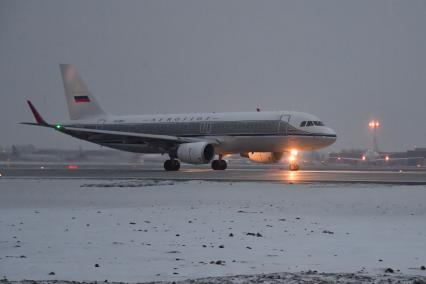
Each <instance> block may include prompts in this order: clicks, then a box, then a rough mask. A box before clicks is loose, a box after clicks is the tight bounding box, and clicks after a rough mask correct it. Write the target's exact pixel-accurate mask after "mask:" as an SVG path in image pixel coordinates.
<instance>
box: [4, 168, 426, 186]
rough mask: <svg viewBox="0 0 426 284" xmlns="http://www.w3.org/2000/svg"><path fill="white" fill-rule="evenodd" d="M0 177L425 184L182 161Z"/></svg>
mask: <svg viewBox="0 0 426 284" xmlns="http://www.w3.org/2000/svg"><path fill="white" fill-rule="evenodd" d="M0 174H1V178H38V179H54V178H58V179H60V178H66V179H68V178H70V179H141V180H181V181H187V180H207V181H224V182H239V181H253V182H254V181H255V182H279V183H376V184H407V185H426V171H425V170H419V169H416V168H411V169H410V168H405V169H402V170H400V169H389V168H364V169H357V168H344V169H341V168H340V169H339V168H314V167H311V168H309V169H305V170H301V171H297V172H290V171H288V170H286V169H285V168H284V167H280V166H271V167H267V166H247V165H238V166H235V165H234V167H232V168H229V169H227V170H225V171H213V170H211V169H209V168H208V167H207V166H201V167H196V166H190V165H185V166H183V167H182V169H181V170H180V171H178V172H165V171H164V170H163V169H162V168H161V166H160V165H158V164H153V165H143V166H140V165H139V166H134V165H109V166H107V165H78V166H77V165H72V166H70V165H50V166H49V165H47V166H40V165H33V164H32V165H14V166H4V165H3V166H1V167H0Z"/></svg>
******
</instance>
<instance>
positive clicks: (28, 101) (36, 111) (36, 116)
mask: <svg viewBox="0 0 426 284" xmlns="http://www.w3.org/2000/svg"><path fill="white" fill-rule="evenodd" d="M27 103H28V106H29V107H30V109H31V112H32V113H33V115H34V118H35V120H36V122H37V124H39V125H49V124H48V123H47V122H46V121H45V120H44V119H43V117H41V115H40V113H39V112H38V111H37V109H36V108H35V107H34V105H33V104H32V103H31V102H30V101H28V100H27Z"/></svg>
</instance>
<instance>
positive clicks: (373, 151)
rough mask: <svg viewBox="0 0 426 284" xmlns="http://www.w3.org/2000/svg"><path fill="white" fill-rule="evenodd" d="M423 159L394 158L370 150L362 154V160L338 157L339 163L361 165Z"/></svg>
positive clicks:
******
• WORK INSTRUCTION
Give again, word for word, every line of the listing above from the one with "Each <instance> block" to the one with "box: [4, 168, 426, 186]", both inclusive, and nothing beyond them.

• ANSWER FOR THIS EXERCISE
Each <instance> block may include prompts in this order: clicks, then a box, then a rough mask. A box before clicks is loose, a box after clicks is the tight bounding box, and clicks after a rough mask correct it. Write the target's exact pixel-accurate mask after "mask:" as an SVG path in image pixel coordinates.
<instance>
box: [4, 168, 426, 186]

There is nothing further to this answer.